In the listing below, locate the lines that hold the string "dome". Copy those lines.
━━━━━━━━━━
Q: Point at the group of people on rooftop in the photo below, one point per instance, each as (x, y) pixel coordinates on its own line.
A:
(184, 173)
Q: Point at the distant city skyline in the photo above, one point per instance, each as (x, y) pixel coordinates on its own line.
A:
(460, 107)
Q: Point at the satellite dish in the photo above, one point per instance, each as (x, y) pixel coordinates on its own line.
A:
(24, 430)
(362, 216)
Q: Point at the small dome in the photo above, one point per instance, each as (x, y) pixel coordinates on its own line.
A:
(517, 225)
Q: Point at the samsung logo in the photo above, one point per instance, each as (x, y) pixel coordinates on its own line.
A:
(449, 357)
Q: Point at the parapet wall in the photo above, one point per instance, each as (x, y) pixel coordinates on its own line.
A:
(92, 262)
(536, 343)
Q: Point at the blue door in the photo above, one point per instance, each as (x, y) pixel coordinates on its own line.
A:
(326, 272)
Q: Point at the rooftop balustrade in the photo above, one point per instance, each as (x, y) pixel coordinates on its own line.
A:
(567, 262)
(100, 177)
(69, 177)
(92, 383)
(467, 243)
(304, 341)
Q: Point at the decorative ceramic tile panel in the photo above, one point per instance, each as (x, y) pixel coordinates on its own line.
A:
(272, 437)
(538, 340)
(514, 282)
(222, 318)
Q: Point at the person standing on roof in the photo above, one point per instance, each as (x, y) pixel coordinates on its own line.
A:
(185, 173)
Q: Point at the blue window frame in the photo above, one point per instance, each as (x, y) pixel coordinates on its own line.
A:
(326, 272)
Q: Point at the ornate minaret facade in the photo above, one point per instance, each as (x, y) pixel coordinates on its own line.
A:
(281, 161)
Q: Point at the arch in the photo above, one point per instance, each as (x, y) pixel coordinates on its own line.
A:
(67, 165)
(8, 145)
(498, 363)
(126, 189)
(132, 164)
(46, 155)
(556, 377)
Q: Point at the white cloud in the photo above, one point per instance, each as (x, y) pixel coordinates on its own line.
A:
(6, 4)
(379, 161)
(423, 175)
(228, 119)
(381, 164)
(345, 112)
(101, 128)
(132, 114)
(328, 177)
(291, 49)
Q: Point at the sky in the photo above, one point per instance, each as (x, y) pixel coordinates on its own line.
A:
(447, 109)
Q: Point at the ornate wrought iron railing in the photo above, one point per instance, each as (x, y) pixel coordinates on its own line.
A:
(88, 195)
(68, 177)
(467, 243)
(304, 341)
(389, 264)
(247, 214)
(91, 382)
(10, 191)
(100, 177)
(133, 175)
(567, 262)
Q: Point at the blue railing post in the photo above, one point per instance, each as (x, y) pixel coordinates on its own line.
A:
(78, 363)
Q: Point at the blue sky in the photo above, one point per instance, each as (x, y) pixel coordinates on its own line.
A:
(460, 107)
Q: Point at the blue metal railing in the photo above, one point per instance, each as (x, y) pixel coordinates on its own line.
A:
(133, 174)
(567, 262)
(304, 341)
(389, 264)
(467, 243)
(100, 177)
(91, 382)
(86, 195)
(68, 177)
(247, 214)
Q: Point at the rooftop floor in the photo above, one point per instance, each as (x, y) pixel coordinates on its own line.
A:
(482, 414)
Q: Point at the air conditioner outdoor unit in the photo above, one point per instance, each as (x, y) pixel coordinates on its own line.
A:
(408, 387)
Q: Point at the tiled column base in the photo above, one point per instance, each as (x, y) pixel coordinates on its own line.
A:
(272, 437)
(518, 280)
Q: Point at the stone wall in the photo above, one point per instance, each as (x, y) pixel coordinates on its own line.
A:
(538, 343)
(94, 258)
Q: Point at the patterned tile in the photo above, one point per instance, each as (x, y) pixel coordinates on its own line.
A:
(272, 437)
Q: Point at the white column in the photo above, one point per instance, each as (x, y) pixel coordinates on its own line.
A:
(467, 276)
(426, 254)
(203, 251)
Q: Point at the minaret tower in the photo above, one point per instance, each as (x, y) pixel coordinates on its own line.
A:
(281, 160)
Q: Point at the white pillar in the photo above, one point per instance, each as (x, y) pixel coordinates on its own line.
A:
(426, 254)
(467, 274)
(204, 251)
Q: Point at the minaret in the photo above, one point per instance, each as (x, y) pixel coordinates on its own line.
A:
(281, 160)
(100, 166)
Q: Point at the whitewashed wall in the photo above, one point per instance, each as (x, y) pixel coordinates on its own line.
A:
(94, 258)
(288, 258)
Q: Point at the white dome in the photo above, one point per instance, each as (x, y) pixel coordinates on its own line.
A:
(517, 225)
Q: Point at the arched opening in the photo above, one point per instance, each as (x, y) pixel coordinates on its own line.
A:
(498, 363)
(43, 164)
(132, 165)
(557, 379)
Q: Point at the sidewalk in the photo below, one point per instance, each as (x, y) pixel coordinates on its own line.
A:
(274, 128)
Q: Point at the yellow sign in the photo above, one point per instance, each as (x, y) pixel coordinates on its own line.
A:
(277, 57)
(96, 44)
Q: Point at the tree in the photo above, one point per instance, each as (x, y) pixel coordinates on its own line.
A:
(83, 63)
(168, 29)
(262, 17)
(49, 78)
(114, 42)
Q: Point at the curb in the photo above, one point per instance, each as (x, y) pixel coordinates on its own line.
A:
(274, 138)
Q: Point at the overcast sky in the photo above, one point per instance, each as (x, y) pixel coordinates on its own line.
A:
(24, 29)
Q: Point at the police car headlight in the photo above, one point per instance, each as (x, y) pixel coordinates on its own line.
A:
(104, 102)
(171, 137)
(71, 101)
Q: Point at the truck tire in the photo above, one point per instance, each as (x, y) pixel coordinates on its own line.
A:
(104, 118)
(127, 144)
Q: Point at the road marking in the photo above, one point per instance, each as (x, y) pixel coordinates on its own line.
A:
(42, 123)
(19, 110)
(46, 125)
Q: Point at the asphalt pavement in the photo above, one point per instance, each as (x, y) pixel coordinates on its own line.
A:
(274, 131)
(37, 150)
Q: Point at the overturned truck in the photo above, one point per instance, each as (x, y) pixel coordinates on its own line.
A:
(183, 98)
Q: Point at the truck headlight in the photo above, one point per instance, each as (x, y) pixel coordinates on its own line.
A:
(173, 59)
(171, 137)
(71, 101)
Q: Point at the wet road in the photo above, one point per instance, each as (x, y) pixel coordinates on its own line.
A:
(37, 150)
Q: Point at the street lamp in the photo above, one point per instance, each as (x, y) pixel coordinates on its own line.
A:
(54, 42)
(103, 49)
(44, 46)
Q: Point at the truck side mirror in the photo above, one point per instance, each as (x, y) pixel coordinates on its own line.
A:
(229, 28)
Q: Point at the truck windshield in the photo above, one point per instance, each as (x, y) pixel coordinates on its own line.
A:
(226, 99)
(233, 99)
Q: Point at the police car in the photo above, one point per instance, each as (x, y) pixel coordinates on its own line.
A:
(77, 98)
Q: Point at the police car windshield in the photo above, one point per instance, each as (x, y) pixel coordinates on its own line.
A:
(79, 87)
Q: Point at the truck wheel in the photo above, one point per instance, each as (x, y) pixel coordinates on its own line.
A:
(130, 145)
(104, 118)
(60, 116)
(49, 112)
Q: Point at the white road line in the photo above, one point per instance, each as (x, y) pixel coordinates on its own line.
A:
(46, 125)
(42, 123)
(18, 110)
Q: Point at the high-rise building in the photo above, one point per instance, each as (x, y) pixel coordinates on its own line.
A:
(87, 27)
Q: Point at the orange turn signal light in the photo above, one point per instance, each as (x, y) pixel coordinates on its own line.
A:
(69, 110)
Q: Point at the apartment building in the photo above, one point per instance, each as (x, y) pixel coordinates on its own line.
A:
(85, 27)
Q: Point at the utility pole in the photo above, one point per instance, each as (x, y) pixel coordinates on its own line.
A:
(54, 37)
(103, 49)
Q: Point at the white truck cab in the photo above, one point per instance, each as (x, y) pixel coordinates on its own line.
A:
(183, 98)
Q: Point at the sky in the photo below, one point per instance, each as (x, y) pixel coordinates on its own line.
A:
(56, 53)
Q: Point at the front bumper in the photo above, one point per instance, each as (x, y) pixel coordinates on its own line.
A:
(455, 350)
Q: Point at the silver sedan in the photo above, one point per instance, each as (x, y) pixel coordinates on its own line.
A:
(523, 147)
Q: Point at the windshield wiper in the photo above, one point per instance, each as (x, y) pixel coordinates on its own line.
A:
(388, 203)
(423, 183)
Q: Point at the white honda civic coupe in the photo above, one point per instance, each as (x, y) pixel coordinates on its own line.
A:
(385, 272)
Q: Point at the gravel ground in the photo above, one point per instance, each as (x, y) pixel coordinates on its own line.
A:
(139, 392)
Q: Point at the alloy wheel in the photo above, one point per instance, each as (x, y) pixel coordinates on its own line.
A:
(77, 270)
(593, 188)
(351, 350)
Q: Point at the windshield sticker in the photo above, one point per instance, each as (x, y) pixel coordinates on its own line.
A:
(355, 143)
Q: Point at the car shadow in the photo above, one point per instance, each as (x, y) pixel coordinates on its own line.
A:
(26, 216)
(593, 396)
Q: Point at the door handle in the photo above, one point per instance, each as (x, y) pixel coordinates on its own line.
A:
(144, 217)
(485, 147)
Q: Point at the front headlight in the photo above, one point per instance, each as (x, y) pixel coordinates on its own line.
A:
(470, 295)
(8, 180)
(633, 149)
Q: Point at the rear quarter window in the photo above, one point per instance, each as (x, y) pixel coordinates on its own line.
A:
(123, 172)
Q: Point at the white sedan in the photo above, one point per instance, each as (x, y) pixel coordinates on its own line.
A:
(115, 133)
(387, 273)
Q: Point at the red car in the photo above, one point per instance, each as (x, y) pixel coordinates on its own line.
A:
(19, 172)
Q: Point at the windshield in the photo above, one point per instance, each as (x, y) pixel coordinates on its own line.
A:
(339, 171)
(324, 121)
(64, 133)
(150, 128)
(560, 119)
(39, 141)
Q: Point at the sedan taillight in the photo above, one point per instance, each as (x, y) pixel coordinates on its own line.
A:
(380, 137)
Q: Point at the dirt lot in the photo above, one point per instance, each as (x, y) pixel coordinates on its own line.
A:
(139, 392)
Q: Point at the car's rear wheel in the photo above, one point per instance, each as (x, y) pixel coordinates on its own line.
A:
━━━━━━━━━━
▶ [SOLUTION]
Q: Point at the small dome in the photo above, one point per instance, each as (x, y) pixel coordinates on its own line.
Q: Point at the white dome in the photo above, one point per instance, each as (x, y) pixel coordinates on its own line.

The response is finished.